» AUFGABE A: Wie lange hat die Tour laut dem Übungstext bei der schreibenden Person gedauert?
» AUFGABE B: Entnimm dem Übungstext wörtlich die Stelle, die mit „Ich gehe zum“ beginnt und bis einschließlich „geht auch so.“ reicht.

Ausgang des Bunkers ist dann bei der katholischen Michaelis-Kirche. Die ist übrigens nicht schön von außen, von innen schaue ich sie mir gar nicht erst an.
Hier noch ein Tipp: Die Tour hat bei mir etwa 65 Minuten gedauert (und nicht 90 wie offiziell angegeben – in meinem Reiseführer steht übrigens auch 60 Minuten). Man kann sich nicht verlaufen und kann die Tour ausdrücklich bei Unwohlsein jederzeit abbrechen, indem man zum Eingang zurück läuft. Der Weg vom Ausgang zum Schiff sollte etwa 15 Minuten betragen, vom Eingang etwas mehr. Es ist somit für Tagesbesucher möglich, die 16:30-Tour zu machen, wenn sie die Zeit im Blick behalten.
Ich gehe zum Hotel Rickmers Insulaner, um meine Hotelübernachtung zu buchen. Das ist das erste Gebäude nach den Hummerbuden, wenn man vom Anleger kommt. Das geht aber nicht, denn Übernachtungen kann man nur in der Storytels-Rezeption (Storytels heißt die Hotelkette), auf Google Maps Helgoländer Botschaft, buchen. Hab ich auch noch nicht gehabt, dass ich ein Hotel nicht im Hotel buchen konnte. Eine Rezeption ist das dort übrigens nicht, denn zum Checkin muss ich zurück zum Hotel. Mache ich später, jetzt erstmal zum Lummenfelsen, wo um 15 Uhr die Vogeltour des Vereins Jordsand starten soll.
Ich finde dort aber niemanden. Am nächsten Tag werde ich erfahren, dass sie wegen der Mindestteilnehmerzahl ausgefallen ist. Gut, egal, Vögel fotografieren geht auch so.

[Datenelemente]
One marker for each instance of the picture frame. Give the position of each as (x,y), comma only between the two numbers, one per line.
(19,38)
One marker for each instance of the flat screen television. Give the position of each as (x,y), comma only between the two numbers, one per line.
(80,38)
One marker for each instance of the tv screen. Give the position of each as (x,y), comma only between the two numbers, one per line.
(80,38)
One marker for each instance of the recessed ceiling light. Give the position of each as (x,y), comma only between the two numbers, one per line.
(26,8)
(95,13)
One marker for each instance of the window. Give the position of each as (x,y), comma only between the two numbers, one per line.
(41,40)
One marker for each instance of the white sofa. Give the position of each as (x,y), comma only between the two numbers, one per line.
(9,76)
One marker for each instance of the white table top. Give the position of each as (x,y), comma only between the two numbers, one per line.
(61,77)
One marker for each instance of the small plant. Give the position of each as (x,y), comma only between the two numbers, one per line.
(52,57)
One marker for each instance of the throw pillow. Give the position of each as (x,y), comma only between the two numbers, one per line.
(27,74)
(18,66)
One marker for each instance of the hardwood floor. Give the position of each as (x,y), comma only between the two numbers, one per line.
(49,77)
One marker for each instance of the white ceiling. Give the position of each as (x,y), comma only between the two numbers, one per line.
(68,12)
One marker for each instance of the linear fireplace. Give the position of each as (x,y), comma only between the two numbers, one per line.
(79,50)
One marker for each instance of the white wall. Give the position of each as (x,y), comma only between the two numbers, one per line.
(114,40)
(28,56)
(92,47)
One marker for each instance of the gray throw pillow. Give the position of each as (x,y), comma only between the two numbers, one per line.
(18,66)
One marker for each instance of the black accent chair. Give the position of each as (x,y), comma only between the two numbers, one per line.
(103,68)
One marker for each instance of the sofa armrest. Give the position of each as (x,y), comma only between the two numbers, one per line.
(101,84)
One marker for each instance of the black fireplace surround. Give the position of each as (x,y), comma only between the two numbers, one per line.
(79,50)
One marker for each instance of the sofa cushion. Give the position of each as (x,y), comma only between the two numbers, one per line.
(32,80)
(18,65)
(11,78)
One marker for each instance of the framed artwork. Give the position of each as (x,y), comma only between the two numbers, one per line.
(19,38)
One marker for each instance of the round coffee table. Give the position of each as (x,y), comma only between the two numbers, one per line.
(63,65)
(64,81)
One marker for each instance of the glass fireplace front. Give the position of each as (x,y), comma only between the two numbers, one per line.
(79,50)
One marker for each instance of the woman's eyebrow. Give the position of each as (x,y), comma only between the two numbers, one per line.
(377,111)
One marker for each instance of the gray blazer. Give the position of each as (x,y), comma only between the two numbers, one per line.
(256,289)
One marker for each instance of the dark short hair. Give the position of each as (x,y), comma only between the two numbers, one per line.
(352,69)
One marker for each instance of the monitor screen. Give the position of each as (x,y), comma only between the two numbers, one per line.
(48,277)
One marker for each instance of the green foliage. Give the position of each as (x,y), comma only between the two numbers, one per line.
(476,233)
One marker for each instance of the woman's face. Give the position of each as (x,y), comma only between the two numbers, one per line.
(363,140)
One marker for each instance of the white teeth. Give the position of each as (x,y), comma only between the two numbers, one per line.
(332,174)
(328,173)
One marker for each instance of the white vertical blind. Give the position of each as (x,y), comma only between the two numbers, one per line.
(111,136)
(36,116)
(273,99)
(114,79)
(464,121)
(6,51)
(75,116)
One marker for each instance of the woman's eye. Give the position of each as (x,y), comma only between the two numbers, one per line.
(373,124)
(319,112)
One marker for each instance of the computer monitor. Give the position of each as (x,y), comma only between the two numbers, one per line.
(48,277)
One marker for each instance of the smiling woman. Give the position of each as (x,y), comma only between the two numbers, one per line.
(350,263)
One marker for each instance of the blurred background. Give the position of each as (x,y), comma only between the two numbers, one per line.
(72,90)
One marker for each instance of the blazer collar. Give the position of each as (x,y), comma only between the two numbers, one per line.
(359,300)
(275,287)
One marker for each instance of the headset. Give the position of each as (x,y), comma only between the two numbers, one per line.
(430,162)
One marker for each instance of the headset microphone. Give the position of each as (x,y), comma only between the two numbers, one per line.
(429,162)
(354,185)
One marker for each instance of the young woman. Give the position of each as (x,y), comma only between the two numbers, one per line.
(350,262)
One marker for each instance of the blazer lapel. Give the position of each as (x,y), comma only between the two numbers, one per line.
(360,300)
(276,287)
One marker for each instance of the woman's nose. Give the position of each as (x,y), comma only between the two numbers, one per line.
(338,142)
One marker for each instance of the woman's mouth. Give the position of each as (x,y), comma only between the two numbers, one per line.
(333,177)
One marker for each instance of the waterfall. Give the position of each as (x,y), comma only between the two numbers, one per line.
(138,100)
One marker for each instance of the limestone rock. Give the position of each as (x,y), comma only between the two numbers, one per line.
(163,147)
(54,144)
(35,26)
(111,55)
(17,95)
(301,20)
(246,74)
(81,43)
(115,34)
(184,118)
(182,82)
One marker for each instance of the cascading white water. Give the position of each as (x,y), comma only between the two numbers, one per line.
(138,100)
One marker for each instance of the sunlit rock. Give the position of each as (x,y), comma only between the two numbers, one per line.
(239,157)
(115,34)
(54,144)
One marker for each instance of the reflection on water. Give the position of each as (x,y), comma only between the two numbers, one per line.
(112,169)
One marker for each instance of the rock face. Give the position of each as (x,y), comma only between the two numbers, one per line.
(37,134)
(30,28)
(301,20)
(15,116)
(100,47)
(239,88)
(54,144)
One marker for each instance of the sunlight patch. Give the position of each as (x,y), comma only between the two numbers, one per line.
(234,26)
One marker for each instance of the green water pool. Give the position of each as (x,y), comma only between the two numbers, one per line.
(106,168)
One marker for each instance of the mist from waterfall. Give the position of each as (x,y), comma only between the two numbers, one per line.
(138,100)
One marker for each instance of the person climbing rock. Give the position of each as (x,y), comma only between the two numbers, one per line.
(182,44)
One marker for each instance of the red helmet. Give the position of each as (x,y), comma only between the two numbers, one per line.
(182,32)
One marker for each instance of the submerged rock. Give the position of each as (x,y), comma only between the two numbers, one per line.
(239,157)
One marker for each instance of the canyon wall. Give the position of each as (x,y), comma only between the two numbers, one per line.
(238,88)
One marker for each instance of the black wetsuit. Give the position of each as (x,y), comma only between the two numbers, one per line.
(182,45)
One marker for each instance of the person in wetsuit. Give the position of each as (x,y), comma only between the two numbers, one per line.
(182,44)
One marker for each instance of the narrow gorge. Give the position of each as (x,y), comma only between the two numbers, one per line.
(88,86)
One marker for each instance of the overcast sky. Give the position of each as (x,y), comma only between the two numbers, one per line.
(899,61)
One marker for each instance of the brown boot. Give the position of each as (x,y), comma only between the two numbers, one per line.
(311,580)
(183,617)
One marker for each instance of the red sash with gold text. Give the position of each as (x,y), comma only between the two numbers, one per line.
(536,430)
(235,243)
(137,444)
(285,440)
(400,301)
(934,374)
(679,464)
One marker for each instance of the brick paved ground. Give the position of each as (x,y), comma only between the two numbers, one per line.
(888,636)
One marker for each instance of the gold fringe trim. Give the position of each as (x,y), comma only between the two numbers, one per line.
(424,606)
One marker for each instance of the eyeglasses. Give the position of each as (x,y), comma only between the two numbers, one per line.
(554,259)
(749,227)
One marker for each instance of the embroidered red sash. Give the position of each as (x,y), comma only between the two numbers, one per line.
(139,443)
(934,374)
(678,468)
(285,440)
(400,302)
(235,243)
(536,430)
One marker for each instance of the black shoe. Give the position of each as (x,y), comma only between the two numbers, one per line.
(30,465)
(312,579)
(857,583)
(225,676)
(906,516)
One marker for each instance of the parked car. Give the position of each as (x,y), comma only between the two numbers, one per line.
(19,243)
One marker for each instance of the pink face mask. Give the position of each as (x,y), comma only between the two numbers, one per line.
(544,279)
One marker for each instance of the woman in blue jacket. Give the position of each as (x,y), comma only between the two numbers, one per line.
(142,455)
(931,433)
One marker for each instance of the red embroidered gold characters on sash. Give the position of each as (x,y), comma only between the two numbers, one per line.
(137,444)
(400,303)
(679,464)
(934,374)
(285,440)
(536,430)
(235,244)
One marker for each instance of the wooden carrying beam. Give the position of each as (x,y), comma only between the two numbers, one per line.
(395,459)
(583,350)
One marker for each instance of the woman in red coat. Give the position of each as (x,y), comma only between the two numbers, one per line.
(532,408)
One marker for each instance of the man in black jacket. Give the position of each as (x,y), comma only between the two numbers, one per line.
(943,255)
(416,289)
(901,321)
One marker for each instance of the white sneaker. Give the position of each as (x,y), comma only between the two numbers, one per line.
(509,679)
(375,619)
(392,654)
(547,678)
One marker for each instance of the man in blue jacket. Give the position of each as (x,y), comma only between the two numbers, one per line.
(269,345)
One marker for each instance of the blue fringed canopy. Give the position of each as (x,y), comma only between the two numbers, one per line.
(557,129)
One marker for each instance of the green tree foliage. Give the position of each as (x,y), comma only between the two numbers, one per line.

» ANTWORTBEREICH A: Etwa 65 Minuten.

» ANTWORTBEREICH B:
Ich gehe zum Hotel Rickmers Insulaner, um meine Hotelübernachtung zu buchen. Das ist das erste Gebäude nach den Hummerbuden, wenn man vom Anleger kommt. Das geht aber nicht, denn Übernachtungen kann man nur in der Storytels-Rezeption (Storytels heißt die Hotelkette), auf Google Maps Helgoländer Botschaft, buchen. Hab ich auch noch nicht gehabt, dass ich ein Hotel nicht im Hotel buchen konnte. Eine Rezeption ist das dort übrigens nicht, denn zum Checkin muss ich zurück zum Hotel. Mache ich später, jetzt erstmal zum Lummenfelsen, wo um 15 Uhr die Vogeltour des Vereins Jordsand starten soll.
Ich finde dort aber niemanden. Am nächsten Tag werde ich erfahren, dass sie wegen der Mindestteilnehmerzahl ausgefallen ist. Gut, egal, Vögel fotografieren geht auch so.